What is asked
Reproduce the entries starting at the line containing "Objective — one dot on each instance of the woman in" and ending with the last entry, replacing "khaki coat" with "tan coat" and leaving everything else unchanged.

Material to process
++++++++++++++++++++
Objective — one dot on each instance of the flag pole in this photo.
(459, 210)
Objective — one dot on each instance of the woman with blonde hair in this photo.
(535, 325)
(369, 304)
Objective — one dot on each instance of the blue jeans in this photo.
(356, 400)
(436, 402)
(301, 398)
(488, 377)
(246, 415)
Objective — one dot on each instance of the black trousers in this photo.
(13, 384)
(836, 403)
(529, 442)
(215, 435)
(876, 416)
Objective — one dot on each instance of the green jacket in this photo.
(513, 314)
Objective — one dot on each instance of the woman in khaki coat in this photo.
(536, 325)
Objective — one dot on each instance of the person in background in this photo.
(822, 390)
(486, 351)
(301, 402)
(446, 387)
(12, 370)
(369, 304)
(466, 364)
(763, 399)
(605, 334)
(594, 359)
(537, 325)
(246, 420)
++++++++++++++++++++
Solution to the exercise
Objective — one dot on each instance of the woman in tan coat in this photo.
(536, 325)
Objective — one dot on each instance of the person in background in this photo.
(822, 390)
(486, 351)
(301, 402)
(446, 387)
(12, 370)
(369, 304)
(466, 364)
(763, 399)
(605, 334)
(594, 359)
(537, 325)
(246, 420)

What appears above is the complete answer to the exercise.